● **REQUIRED TASK**:
Output all of the data below verbatim, with no changes.

-- Start of SUPPLIED INFORMATION --

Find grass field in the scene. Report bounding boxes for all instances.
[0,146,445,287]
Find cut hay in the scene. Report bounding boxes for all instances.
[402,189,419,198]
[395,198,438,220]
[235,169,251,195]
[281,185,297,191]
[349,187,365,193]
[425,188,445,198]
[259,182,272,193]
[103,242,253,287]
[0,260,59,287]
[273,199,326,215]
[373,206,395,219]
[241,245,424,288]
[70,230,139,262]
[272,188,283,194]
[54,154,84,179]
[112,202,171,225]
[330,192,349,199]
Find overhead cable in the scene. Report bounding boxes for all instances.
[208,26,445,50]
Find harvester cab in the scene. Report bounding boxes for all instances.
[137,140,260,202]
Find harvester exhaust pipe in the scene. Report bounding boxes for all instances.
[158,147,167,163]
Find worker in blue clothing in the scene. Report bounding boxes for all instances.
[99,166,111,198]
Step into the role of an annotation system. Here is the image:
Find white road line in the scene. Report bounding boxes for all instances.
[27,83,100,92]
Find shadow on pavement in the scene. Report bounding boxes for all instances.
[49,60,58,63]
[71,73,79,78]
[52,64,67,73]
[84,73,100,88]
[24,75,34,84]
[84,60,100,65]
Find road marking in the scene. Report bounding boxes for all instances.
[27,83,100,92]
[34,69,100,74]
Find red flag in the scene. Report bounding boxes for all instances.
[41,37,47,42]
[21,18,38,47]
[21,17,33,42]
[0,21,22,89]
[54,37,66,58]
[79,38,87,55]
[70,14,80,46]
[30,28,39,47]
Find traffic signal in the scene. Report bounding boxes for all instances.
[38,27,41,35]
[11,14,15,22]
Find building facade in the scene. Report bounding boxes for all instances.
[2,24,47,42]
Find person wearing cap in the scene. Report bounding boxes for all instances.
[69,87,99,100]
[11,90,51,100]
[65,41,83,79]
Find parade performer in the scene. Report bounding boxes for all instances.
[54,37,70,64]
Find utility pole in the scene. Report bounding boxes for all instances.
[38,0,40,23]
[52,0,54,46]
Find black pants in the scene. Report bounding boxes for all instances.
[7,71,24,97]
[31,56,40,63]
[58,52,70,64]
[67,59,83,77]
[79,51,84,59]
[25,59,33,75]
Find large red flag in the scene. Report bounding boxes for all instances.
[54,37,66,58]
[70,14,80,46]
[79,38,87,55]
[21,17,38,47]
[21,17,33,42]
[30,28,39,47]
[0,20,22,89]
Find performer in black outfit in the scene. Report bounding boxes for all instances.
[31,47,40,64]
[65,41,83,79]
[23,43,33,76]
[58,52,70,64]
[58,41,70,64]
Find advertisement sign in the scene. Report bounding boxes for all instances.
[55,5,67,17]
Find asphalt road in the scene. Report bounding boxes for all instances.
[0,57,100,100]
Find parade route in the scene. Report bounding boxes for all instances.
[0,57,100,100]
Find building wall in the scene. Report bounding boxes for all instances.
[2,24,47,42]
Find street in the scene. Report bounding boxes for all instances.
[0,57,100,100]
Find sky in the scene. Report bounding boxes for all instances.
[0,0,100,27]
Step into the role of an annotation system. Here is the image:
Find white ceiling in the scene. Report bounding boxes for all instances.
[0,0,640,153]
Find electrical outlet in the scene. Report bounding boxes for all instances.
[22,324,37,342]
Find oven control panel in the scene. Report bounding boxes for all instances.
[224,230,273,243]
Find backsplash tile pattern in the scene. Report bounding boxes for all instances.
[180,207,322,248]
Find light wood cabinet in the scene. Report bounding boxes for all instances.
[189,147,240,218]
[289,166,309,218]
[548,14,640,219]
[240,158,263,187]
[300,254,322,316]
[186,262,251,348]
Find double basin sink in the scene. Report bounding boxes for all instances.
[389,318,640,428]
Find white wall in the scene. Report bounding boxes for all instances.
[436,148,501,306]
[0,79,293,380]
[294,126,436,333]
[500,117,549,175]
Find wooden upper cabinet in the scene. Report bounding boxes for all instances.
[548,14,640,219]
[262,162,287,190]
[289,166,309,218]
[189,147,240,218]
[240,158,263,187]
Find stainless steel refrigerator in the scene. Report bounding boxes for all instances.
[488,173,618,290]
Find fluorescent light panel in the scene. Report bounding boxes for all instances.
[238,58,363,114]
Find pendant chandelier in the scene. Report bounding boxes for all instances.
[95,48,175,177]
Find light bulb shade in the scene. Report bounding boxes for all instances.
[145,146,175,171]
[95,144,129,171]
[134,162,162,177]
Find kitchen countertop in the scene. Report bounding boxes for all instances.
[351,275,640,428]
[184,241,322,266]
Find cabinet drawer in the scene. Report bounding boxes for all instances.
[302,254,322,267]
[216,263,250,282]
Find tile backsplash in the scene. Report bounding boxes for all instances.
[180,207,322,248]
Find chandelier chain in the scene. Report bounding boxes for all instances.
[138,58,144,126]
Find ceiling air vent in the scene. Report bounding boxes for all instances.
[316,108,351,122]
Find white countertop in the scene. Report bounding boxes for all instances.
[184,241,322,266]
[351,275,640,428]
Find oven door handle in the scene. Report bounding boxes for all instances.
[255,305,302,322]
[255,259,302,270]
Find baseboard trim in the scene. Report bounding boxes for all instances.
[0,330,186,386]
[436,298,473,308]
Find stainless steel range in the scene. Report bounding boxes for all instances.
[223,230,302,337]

-- End of SUPPLIED INFORMATION --

● **WRITTEN RESPONSE**:
Find grass field in the scene. Report bounding boxes for all instances.
[0,146,445,287]
Find cut hay in the scene. Report bounding boxes for all instances.
[402,189,419,198]
[395,198,438,220]
[235,169,251,195]
[281,185,297,191]
[349,187,365,193]
[425,188,445,198]
[259,182,272,193]
[103,242,253,287]
[0,260,59,287]
[273,199,326,215]
[373,206,395,219]
[241,245,424,288]
[70,230,139,262]
[272,188,283,194]
[54,154,84,179]
[112,202,171,225]
[330,192,349,199]
Find overhead cable in the scene. Report bounding boxes for all instances.
[208,26,445,50]
Find harvester cab in the scene. Report bounding boxes for all instances.
[137,140,260,202]
Find harvester exhaust pipe in the scene. Report bounding boxes for all instances.
[158,147,167,163]
Find worker in blue clothing in the scene. Report bounding boxes for all instances.
[99,166,111,198]
Step into the role of an annotation system. Here is the image:
Find white road line in the scene. Report bounding boxes for all instances.
[27,83,100,92]
Find shadow on pavement in the scene. Report bounding boxes for all instances.
[49,60,58,63]
[71,73,79,78]
[52,64,67,73]
[84,73,100,88]
[24,75,34,84]
[84,60,100,65]
Find road marking in the scene. Report bounding boxes for all instances.
[27,83,100,92]
[34,69,100,74]
Find red flag in the scene. Report bounding boxes for all instances.
[41,37,47,42]
[21,18,38,47]
[21,17,33,42]
[0,21,22,89]
[54,37,66,58]
[79,38,87,55]
[70,14,80,46]
[30,28,39,47]
Find traffic signal in the scene. Report bounding boxes for all instances.
[38,27,41,35]
[11,14,15,22]
Find building facade in the scene. Report bounding boxes for all instances.
[2,24,47,42]
Find person wearing cap in the scene. Report bounding boxes for all instances.
[69,87,99,100]
[11,90,51,100]
[65,41,83,79]
Find parade performer in the scene. Report bounding boxes for all instances.
[54,37,70,64]
Find utility pole in the scene. Report bounding boxes for all instances.
[38,0,40,23]
[52,0,54,46]
Find black pants in the scene. Report bounding boxes for all instances.
[7,71,24,97]
[31,56,40,63]
[58,52,70,64]
[67,59,83,77]
[79,51,84,59]
[25,59,33,75]
Find large red flag in the scene. Report bounding boxes for all instances.
[54,37,66,58]
[70,14,80,46]
[79,38,87,55]
[21,17,38,47]
[21,17,33,42]
[30,28,39,47]
[0,20,22,89]
Find performer in black outfit in the scene. Report bounding boxes for all instances.
[31,47,40,64]
[65,41,83,79]
[23,43,33,76]
[58,52,70,64]
[58,41,70,64]
Find advertisement sign in the scene. Report bounding boxes for all instances.
[55,5,67,17]
Find asphalt road in the scene. Report bounding boxes for all instances.
[0,57,100,100]
Find parade route in the scene. Report bounding boxes for all instances.
[0,57,100,100]
Find building wall in the scene. Report bounding boxes for all instances.
[2,24,47,42]
Find street in the scene. Report bounding boxes for all instances.
[0,57,100,100]
Find sky in the scene. Report bounding boxes for all instances.
[0,0,100,27]
Step into the role of an annotation system. Here is the image:
Find white ceiling in the scene. Report bounding boxes for all instances.
[0,0,640,153]
Find electrical outlet in the scene. Report bounding boxes for all instances.
[22,324,37,342]
Find oven control panel in the scene. Report bounding boxes for all instances.
[224,230,273,243]
Find backsplash tile pattern in the scene. Report bounding boxes for all instances.
[180,207,322,248]
Find light wood cabinet in the scene. Report bounding boxes for all instances.
[189,147,240,218]
[289,166,309,218]
[548,14,640,219]
[240,158,263,187]
[300,254,322,316]
[186,262,251,348]
Find double basin sink in the scene. Report bounding boxes for all instances.
[389,318,640,428]
Find white wall in the scene. Report bounding boxes for all instances.
[436,148,501,306]
[0,79,293,380]
[294,126,436,333]
[500,117,549,175]
Find wooden upper cabinet in the scene. Report bounding boxes for all instances.
[548,14,640,219]
[262,162,287,190]
[289,166,309,218]
[189,147,240,218]
[240,158,263,187]
Find stainless steel refrigerator in the scene. Report bounding boxes for all instances.
[488,173,618,290]
Find fluorescent light panel in the scene. Report bounding boxes for all instances.
[238,58,363,114]
Find pendant chandelier in the scene. Report bounding boxes for all instances.
[95,48,175,177]
Find light bulb shade in the scene. Report bounding boxes for all instances.
[145,146,175,171]
[95,144,129,171]
[134,162,162,177]
Find kitchen countertop in the scene. Report bounding boxes for all instances.
[351,275,640,428]
[184,241,322,266]
Find cabinet drawer in the scene. Report bounding boxes for all instances.
[302,254,322,267]
[216,263,250,282]
Find tile backsplash in the scene. Report bounding boxes for all instances.
[180,207,322,248]
Find chandelier chain in the scene. Report bounding boxes for all instances.
[138,58,144,126]
Find ceiling air vent in the scene. Report bounding boxes for all instances.
[316,108,351,122]
Find white countertop in the scene. Report bounding boxes for all instances.
[184,241,322,266]
[351,275,640,428]
Find oven door handle in the scene. Report bounding boxes for all instances.
[255,305,302,322]
[255,259,302,270]
Find baseboard trim in the scene. Report bounding boxes for all instances.
[0,330,186,386]
[436,298,473,308]
Find stainless steel range in the scene. Report bounding boxes for all instances.
[223,230,302,337]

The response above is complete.